───── PASSAGE PROVIDED
I love puppies! As a single mother of four small sons in the ’60s, I bred toy poodles to work my way through college. I once had nine adorable puppies scampering around my kitchen. It was bliss. So I was glad to see Philadelphia Inquirer’s editorial on August 28 supporting stronger regulations for Pennsylvania’s puppy mills. All creatures, four-legged and two-legged should be treated kindly.
Yet, contrast this concern for canines to the article buried on page 17 of its August 26 issue citing the Department of Justice’s Bureau of Statistics report that 88,000 adults held in U.S. prisons and jails are sexually assaulted each year. One in five prisoners are raped in the first day of incarceration, by both staff and other inmates, with woman more likely to be victimized.Every day without standards is another day of anguish among prison rape survivors, risking public safety and the costs of medical treatment, investigations that could have been avoided.
Because we dehumanize people in prison, we accept this Rape Culture as justified no matter the crime, injustice or possible innocence. Yes, there are very bad people who need to be locked up. But 70% of those behind bars are non-violent offenders.
──────────
───── LISTED RECORDS
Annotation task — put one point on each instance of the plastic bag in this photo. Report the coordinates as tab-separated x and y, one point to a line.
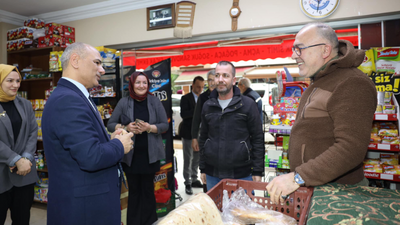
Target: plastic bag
242	210
199	209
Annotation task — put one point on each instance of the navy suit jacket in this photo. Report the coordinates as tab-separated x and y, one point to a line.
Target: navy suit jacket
84	187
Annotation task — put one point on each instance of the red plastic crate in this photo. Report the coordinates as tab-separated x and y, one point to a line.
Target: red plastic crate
296	206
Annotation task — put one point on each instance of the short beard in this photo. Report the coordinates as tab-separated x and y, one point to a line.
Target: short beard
224	92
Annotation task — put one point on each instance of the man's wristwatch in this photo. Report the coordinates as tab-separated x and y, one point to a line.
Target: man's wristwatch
298	180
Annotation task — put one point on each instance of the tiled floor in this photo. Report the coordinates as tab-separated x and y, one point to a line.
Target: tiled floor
39	212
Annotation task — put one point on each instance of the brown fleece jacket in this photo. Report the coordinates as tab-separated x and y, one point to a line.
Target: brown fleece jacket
330	137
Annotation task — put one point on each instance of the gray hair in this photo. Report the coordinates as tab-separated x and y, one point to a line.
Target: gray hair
224	63
245	82
78	48
326	32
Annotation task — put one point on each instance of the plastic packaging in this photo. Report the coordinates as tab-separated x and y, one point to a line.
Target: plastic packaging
199	209
242	210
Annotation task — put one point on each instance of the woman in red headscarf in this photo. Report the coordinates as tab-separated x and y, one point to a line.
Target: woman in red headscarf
142	114
18	138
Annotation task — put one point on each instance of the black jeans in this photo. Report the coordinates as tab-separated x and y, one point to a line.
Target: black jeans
141	199
19	200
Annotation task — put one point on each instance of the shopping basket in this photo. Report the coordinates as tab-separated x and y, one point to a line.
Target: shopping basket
297	205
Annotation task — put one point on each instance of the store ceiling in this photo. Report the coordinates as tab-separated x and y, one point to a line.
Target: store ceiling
21	7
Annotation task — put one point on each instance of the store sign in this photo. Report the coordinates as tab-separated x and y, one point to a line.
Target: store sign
386	82
229	53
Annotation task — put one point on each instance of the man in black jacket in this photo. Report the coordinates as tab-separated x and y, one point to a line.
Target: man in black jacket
190	158
245	89
231	138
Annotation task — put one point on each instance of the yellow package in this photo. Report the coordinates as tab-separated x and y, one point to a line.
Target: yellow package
59	60
368	65
388	132
391	169
375	138
372	162
53	62
389	159
373	168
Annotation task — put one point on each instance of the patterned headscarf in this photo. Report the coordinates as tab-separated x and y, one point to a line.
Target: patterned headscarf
4	71
132	81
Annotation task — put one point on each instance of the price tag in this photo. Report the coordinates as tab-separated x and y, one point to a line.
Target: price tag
381	117
387	176
384	146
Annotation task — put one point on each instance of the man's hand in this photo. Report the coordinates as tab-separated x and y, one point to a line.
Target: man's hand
203	178
195	145
118	131
24	166
256	178
281	185
126	141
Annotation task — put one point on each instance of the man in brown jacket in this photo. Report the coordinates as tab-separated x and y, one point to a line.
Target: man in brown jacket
330	137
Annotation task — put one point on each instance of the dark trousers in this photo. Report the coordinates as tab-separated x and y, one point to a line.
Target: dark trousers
141	199
19	200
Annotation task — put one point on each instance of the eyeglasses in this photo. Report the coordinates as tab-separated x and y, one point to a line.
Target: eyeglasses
298	49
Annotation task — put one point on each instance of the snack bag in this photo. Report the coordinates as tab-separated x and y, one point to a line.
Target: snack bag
387	60
53	63
372	161
368	65
375	138
373	168
391	169
389	159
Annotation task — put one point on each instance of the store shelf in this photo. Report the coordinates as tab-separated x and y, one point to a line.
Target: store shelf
35	200
384	147
382	176
385	117
37	79
43	170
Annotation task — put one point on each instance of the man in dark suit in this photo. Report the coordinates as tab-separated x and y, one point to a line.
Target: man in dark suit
83	163
190	157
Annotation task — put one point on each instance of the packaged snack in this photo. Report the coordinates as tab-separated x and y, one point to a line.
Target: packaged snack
59	60
389	109
55	40
42	42
375	138
391	169
387	60
53	62
373	168
24	43
54	28
378	109
389	159
25	32
368	65
69	32
372	161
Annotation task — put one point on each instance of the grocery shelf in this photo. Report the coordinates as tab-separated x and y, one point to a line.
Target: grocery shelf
384	147
382	176
385	117
43	170
35	200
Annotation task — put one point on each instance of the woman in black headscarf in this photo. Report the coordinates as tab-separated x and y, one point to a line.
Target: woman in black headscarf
18	138
142	114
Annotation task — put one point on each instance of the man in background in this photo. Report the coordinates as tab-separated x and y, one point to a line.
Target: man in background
245	89
83	163
330	137
231	139
190	157
199	106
──────────
> _WHAT TO DO_:
1) Write out the part of the passage on prison rape above between "I love puppies!" and "be treated kindly.", inclusive.
2) Please continue the passage on prison rape from where it stops.

> _EXERCISE RESULTS_:
1)
I love puppies! As a single mother of four small sons in the ’60s, I bred toy poodles to work my way through college. I once had nine adorable puppies scampering around my kitchen. It was bliss. So I was glad to see Philadelphia Inquirer’s editorial on August 28 supporting stronger regulations for Pennsylvania’s puppy mills. All creatures, four-legged and two-legged should be treated kindly.

2)
Rape in prison is the stuff of comedians, and cop shows regularly threaten suspects with prison rape. A journalist told me editors believe that 90% of Americans feel harsh treatment and rape of prisoners is justified, so the media is not interested in exposing the horrors of this system, which is structurally and systematically toxic to all. Nor are editors interested in prisoners who, despite the environment, manage to transform themselves, which I learned early while promoting Sagewriters’ books. To allow them a human face would mean we’d have to come out of denial and do something about it. Recently, while advocating for a prisoner who was being psychologically tortured, I was told sarcastically by a DOC staff person, “We have over 40,000 prisoners and we don’t have time to think about their humanity!” A retired DOC administrator once told me, “Just because we run prisons doesn’t mean we believe in them.”
So does keeping our moral (and financial) blinders closed about the 2.3 million people behind bars mean that each year we taxpayers are funding the rape and torture of 88,000 victims, our fellow Americans. What does this do to our souls? Are people in prison not human?